This is what the Predict-and-Prevent version of healthcare is all about: solving tomorrow's predictable problems today.

This anticipatory model of medicine doesn't just have value in its smaller, more immediate applications, however; it can be used to address the most serious and seemingly inexorable diseases. It's a Hard Trend (a trend that will happen) that the cost of genetic testing is dropping, and mapping sequences of DNA and even entire genomes has never been easier. Every disease has a genetic marker, and we're identifying more diseases by their genetic traits every day. There are thousands of genetic diseases we can test for now, and that number continues to grow.

Let's say you're a smoker. You go to your doctor today, tell him you smoke, and he strongly advises you to quit but does nothing more. An anticipatory doctor might ask if your family has a history of lung cancer; he might then give you a genetic test and find you're predisposed to lung cancer. Which doctor would have a better chance of getting you to quite smoking?

This notion applies to other preventable maladies like diabetes and heart disease, especially when associated with dietary or lifestyle choices. Sure, we've seen plenty of documentation of elderly people who smoke, drink, eat poorly, or don't exercise, but the reason these people have lived into old age is likely that they're not genetically predisposed to certain diseases -- cardiovascular disease and some types of cancer being among those illnesses. But they're the exceptions, not the norm.

▶ _WORK TASK_
Can you repeat the healthcare passage from "This notion applies" up to and including "not the norm.", replacing "maladies" with "ailments"?

▶ _RECORDS SUPPLIED_
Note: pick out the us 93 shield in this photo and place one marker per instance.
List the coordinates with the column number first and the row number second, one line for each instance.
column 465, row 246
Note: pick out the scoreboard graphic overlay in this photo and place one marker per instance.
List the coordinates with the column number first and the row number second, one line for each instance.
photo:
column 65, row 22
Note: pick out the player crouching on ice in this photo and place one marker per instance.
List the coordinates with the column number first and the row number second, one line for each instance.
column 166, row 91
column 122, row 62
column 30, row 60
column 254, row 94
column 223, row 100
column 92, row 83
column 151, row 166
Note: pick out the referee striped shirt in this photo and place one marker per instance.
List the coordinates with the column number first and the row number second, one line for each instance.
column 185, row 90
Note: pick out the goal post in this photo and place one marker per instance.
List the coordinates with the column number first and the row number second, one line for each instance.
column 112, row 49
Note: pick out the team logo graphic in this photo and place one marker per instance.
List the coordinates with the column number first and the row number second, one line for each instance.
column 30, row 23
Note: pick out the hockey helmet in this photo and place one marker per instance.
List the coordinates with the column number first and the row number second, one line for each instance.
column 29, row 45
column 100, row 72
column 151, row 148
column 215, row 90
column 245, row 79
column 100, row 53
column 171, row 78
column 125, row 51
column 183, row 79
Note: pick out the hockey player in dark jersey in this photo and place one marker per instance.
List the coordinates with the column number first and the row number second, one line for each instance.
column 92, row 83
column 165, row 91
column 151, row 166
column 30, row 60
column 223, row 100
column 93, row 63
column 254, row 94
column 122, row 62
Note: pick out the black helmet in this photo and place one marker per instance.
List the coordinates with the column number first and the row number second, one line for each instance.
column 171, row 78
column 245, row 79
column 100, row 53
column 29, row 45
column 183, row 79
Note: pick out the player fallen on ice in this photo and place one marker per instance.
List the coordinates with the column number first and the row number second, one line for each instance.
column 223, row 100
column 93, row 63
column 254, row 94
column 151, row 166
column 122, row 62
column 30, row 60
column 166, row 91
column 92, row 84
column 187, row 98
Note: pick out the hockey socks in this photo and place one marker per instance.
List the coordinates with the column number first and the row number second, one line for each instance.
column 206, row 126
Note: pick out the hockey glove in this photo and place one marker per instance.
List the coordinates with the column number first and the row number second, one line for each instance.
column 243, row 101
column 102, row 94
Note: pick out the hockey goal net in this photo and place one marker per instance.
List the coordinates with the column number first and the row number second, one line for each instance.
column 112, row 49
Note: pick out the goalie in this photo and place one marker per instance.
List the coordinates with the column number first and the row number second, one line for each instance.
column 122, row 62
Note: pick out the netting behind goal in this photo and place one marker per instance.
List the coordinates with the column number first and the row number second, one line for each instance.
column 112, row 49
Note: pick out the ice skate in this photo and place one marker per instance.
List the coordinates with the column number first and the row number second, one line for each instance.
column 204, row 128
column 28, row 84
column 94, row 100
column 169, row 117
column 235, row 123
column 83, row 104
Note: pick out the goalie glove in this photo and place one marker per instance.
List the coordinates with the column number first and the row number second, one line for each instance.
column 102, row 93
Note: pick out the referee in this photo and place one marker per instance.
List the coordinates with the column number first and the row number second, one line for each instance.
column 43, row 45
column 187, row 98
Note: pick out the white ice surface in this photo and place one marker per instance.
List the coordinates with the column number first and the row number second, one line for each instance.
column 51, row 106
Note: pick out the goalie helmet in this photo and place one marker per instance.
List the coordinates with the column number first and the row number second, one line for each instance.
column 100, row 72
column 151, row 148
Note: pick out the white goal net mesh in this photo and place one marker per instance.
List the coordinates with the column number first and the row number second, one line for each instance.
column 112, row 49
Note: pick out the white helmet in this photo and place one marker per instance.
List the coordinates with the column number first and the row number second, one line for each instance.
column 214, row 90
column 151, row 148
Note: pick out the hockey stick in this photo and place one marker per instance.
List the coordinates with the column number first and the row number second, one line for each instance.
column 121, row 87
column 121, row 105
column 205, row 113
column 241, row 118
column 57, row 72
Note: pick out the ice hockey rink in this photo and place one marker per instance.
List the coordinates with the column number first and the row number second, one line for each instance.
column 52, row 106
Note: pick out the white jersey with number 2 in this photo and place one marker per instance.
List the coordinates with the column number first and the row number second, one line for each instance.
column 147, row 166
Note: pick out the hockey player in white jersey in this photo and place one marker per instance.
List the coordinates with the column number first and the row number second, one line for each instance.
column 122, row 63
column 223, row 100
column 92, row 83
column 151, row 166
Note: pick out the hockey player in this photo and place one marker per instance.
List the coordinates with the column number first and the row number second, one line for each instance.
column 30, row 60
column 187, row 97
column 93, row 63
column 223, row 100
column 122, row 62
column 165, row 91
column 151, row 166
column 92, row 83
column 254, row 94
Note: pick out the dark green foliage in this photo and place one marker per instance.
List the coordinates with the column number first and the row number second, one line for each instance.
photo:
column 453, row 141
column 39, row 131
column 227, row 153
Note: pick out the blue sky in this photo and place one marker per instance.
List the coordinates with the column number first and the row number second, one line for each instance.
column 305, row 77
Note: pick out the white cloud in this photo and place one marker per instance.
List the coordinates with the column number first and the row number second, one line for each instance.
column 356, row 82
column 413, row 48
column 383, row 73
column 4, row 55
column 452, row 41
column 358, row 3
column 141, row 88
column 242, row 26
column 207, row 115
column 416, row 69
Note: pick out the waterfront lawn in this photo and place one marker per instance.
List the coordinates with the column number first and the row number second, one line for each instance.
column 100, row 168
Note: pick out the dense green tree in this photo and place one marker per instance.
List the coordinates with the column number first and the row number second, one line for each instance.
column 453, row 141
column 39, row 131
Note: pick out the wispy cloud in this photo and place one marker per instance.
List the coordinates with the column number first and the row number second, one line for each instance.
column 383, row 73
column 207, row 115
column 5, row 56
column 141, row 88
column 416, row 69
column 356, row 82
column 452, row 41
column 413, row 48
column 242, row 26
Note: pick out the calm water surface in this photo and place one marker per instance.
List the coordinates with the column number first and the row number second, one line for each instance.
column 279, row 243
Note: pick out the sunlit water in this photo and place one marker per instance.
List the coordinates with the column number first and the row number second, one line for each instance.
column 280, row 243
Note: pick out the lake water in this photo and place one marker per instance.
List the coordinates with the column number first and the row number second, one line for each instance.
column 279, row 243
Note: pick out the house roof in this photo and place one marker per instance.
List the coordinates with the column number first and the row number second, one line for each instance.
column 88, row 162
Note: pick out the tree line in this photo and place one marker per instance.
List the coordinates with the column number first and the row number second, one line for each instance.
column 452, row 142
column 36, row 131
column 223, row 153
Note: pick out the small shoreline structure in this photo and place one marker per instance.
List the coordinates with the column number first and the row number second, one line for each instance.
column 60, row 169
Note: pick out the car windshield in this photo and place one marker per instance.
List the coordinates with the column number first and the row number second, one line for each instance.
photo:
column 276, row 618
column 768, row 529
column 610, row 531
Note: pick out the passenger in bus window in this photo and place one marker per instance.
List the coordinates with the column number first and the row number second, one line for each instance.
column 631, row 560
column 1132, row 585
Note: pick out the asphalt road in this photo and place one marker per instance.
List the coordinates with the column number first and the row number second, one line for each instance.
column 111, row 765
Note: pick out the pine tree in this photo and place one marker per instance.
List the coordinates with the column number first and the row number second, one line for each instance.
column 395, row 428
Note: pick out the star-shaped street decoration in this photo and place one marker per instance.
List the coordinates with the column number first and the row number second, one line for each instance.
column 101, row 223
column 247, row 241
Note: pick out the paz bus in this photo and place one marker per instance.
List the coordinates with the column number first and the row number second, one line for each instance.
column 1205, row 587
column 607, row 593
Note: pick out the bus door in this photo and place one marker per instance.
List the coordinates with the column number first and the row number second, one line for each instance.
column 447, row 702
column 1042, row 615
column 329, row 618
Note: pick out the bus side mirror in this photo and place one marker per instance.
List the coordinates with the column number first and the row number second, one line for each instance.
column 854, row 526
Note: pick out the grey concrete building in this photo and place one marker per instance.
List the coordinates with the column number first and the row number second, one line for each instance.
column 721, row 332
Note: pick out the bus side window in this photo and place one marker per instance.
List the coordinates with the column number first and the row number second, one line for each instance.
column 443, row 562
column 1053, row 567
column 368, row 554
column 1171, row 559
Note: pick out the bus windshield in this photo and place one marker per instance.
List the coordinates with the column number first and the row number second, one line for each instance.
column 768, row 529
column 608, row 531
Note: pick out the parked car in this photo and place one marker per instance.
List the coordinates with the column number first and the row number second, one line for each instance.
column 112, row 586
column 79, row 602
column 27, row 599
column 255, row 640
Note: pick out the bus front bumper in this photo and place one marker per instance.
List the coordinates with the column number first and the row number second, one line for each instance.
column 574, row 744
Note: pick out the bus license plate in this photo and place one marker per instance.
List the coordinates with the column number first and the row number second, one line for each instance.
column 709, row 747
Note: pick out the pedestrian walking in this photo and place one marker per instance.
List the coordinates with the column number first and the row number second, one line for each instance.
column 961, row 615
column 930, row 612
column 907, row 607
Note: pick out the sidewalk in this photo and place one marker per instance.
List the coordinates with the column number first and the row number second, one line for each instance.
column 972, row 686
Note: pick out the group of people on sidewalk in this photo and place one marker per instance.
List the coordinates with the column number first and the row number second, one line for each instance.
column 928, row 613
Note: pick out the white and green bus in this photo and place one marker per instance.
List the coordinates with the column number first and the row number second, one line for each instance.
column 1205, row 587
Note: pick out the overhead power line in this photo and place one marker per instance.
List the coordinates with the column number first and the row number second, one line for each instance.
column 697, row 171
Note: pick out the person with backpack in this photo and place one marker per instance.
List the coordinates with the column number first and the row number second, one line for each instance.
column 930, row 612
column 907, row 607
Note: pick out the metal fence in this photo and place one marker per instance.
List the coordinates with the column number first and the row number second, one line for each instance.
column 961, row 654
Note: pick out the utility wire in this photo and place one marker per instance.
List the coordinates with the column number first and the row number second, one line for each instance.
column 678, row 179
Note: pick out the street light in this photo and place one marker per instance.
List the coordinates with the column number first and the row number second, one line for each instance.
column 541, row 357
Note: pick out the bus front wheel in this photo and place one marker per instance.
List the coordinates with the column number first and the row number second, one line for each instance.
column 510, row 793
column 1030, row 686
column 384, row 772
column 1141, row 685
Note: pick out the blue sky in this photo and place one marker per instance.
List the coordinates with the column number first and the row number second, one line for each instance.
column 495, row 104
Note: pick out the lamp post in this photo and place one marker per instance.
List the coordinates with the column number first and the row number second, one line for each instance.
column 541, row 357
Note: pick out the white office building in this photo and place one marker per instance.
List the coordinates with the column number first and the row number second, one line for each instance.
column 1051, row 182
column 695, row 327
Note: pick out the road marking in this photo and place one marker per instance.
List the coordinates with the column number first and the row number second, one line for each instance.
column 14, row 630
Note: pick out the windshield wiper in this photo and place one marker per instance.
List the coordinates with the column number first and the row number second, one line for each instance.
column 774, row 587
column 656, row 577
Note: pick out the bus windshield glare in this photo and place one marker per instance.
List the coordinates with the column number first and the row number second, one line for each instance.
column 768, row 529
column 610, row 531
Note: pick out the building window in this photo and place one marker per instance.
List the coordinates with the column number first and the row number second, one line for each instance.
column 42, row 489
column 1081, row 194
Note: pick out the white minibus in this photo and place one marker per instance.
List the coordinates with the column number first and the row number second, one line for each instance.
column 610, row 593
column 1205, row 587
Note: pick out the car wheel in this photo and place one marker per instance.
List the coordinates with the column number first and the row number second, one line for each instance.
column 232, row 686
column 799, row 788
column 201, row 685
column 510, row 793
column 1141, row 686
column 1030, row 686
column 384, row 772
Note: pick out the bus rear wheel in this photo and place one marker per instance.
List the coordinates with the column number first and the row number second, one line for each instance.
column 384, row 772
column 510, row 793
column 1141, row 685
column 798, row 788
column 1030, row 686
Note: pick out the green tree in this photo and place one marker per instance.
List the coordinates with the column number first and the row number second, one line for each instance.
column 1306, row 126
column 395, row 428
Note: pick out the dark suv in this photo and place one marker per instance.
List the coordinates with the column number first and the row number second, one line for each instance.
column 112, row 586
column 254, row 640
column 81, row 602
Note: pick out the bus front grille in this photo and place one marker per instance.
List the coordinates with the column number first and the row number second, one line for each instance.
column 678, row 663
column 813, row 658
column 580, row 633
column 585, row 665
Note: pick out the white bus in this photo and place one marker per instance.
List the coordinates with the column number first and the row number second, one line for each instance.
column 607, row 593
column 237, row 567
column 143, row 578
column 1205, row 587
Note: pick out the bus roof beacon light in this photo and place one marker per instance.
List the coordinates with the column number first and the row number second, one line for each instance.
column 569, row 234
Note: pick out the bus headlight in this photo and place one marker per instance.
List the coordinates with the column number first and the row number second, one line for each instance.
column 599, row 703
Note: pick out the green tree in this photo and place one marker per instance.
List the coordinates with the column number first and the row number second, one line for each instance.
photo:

▶ _PROBLEM SOLUTION_
This notion applies to other preventable ailments like diabetes and heart disease, especially when associated with dietary or lifestyle choices. Sure, we've seen plenty of documentation of elderly people who smoke, drink, eat poorly, or don't exercise, but the reason these people have lived into old age is likely that they're not genetically predisposed to certain diseases -- cardiovascular disease and some types of cancer being among those illnesses. But they're the exceptions, not the norm.